**Job a**
List every party named in the excerpt about the auger injury appeal.

━━━━━ Selected excerpt ━━━━━

The district court found that Chagois had never seen or worked with the auger before the day of the accident, that there was no guard or housing surrounding the auger, and that there was no off-on switch at any point on the auger except on the electric motor, which was situated outside of the boxcar on the pier. Moreover, no safety drill or demonstration had ever been given to Chagois or the other men concerning the operation of the auger.

In the circumstances, the court concluded, Stevedores' use of the auger constituted unseaworthiness, and this unseaworthiness was the proximate cause of Chagois's injury. The court awarded Chagois damages in the amount of $80,000.

Lykes appealed to this Court on the ground that the warranty of seaworthiness owed by the shipowner does not extend to a longshoreman injured while engaging in activities on the shore over which the shipowner has no control or responsibility. Specifically, Lykes contends that Chagois was not loading the ship at the time of his injury and thus was not protected by the seaworthiness doctrine. Chagois has cross-appealed and asks that the award of damages be increased and that interest be allowed from the date of judicial demand. In all respects, we affirm the judgment of the district court.

I.

━━━━━ Excerpted records ━━━━━

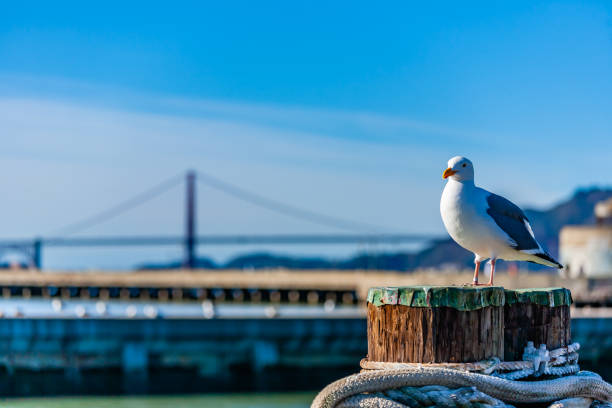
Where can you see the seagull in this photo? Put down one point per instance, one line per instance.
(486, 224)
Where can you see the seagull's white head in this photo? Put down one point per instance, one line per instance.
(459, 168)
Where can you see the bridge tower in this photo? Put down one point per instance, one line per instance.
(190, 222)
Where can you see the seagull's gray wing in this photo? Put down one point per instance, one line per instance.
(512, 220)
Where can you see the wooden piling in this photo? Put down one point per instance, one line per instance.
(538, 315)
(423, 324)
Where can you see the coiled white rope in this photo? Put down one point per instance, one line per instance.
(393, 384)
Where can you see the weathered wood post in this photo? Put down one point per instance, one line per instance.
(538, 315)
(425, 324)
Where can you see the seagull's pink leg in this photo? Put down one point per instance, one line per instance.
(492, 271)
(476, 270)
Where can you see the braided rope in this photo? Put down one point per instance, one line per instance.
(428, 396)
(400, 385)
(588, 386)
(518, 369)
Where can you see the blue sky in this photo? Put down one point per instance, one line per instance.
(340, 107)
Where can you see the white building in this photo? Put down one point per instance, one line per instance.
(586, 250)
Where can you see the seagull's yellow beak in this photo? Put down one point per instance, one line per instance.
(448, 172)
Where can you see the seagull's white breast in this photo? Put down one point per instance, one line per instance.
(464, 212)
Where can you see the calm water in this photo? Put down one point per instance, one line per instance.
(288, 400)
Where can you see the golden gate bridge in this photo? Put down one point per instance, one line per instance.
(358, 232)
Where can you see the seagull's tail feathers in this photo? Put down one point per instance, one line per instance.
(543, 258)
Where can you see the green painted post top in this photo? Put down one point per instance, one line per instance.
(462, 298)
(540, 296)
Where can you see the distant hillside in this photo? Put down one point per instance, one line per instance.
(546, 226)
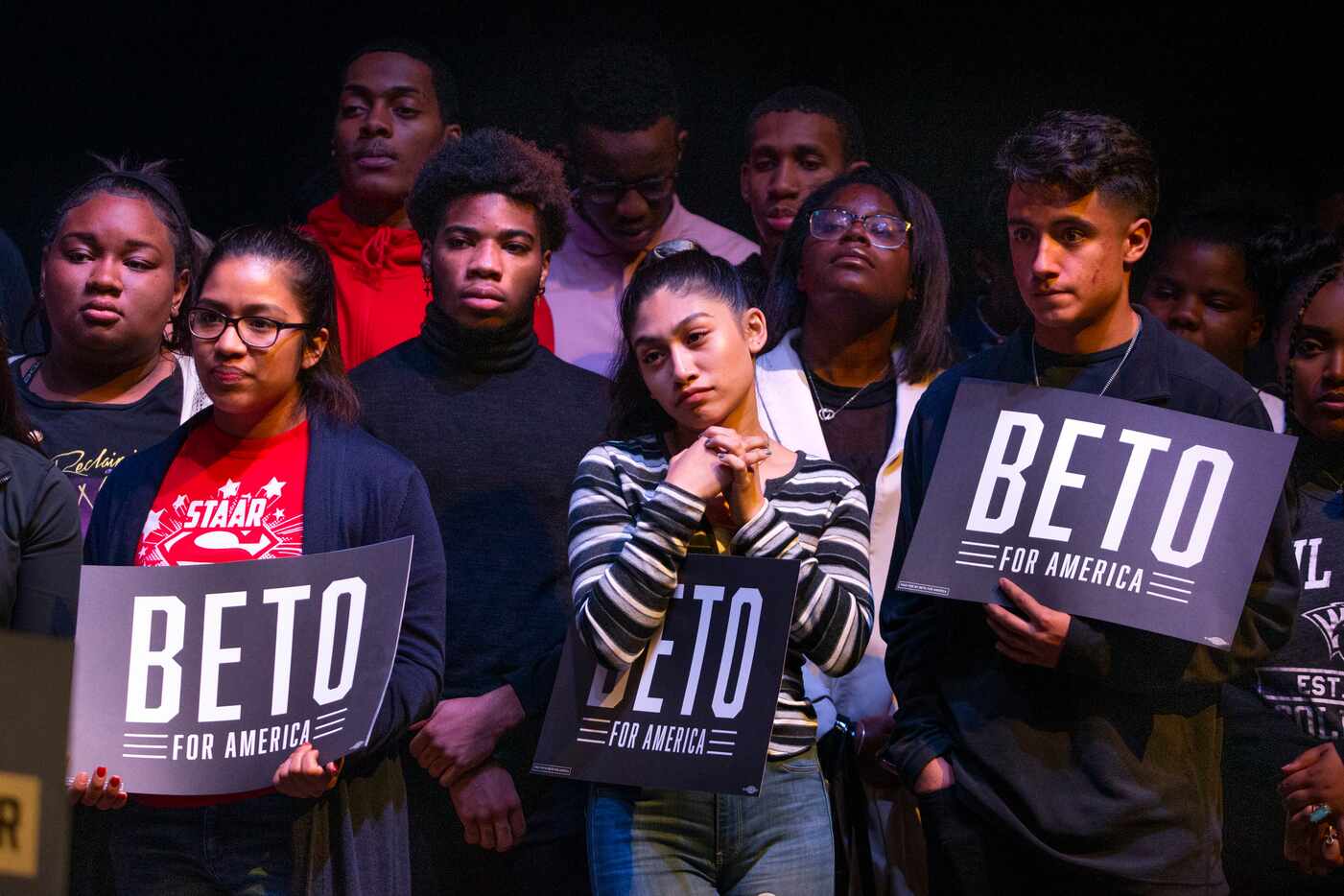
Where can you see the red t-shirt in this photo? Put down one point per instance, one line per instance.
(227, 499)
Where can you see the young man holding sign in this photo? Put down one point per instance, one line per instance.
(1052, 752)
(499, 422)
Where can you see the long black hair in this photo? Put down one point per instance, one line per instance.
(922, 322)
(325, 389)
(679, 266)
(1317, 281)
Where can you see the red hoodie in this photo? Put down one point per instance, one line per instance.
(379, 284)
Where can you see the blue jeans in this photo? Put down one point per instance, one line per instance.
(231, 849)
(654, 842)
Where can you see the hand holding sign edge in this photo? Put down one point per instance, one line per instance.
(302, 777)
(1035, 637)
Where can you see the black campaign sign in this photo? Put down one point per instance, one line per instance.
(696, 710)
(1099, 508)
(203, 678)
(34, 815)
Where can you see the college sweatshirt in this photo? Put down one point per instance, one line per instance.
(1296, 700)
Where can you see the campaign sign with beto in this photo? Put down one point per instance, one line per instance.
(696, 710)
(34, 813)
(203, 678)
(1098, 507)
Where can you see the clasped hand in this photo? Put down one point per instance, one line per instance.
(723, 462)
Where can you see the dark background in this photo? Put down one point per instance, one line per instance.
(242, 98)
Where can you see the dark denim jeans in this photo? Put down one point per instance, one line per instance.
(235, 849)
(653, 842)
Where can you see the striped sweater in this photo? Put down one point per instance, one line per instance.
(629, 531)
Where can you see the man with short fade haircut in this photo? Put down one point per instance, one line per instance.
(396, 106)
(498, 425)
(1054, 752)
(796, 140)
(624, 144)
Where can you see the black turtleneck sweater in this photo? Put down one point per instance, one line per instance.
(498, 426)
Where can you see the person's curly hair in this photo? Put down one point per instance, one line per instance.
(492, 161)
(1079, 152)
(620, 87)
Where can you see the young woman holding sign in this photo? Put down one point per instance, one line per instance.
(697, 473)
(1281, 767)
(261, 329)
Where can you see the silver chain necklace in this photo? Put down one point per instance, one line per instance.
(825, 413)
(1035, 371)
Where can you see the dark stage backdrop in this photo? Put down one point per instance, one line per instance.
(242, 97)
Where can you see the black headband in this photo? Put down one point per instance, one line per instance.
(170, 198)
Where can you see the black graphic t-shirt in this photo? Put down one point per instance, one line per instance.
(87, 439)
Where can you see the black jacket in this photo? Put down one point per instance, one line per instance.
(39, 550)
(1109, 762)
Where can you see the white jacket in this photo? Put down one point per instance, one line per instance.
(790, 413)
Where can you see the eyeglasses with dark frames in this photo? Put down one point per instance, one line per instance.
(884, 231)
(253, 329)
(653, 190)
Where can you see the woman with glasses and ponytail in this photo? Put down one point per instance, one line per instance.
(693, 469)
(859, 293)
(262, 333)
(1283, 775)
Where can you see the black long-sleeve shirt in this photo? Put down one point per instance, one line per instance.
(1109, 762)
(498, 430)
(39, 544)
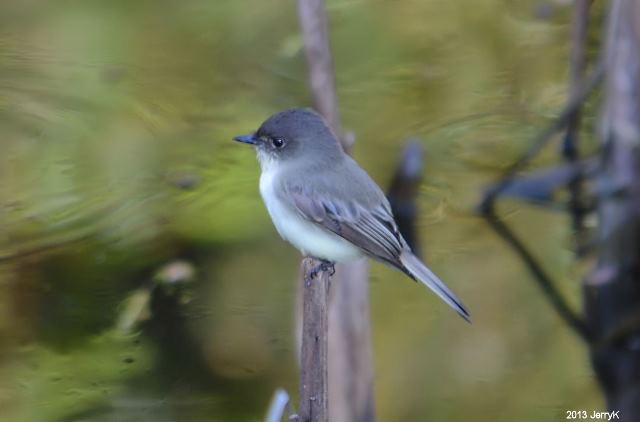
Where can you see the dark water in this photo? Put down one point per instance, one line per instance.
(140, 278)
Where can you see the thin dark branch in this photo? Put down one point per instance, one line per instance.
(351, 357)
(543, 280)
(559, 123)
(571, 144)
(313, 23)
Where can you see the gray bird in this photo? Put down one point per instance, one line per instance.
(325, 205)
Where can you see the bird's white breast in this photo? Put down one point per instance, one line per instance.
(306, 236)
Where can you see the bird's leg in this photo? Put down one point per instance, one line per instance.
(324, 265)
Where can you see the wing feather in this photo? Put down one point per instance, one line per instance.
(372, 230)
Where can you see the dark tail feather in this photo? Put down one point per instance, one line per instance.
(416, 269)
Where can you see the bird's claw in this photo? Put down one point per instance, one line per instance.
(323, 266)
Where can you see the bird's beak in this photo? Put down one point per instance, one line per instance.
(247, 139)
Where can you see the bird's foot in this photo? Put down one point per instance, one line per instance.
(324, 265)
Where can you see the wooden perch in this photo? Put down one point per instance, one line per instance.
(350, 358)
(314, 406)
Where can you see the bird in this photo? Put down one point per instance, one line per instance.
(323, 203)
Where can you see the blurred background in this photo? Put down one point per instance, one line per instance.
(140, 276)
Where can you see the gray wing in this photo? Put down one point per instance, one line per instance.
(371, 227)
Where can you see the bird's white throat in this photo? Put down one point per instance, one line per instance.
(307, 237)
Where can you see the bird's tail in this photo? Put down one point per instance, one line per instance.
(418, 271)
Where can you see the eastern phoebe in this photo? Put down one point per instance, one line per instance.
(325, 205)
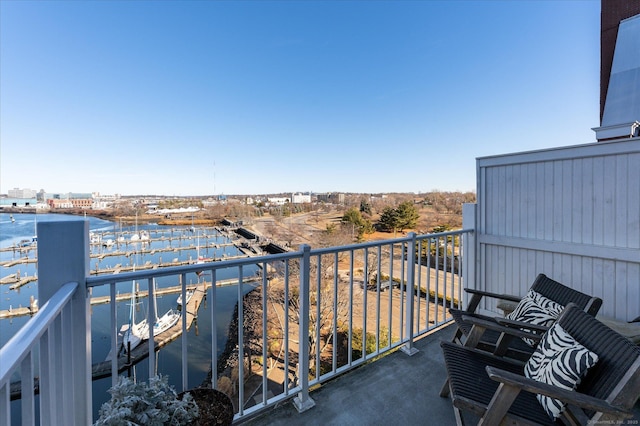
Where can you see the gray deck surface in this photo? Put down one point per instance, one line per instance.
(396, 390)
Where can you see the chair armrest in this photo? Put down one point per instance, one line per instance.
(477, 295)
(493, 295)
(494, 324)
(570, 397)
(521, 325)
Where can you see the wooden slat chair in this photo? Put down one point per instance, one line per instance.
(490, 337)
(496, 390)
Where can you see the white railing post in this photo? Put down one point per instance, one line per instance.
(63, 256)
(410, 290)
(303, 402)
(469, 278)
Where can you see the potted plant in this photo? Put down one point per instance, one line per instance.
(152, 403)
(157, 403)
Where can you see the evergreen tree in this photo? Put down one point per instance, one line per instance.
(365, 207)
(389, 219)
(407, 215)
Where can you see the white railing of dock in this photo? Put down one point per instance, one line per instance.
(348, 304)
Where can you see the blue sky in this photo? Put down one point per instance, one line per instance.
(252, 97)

━━━━━

**Job b**
Rewrite the records from the line that contains "Where can you see the gray wing" through the end of the records, keeping the requests, and lower every coordinate in the answers by 28. Omit the pictures.

**Task solution a**
Chagois
Stevedores
Lykes

**Task solution b**
Where can you see the gray wing in this photo? Put down one point per instance, one line per instance.
(343, 199)
Where can you see the bird's white throat in this photo? Put down one point per instance, one line per instance.
(279, 209)
Where can you see the bird's tail in this photo? Put down one point per instance, one line per instance.
(390, 243)
Where can you see the eastern phoebe in this photo? Put down one point per instance, one line per instance.
(297, 177)
Where can you see the gray deck surface in this photo? Put down one point per instance, one line per instance.
(368, 362)
Where can you see the chair armrest in this photo? Put down one point per instance, one line per instance.
(449, 267)
(465, 267)
(466, 296)
(542, 369)
(493, 297)
Where can you see the wooden slat chair in this photo? Put down one point per instance, one line per instance.
(462, 309)
(468, 362)
Where can you see the white railing post in this photo? Put down one point per instance, one line per instance.
(35, 228)
(382, 262)
(275, 374)
(441, 250)
Where can you see the potted plant in this photo? Put down one point per instance, one line per instance.
(124, 375)
(129, 375)
Where can you see the evergreen tree in this photo? Put down one point per instance, one line per instance.
(337, 179)
(361, 191)
(379, 187)
Where can you see the white railing of dock in this photo? Put down one point per instance, one line per instance.
(320, 276)
Where can you see the blue sky in this photo? Put down one point per instance, one line per instance.
(224, 69)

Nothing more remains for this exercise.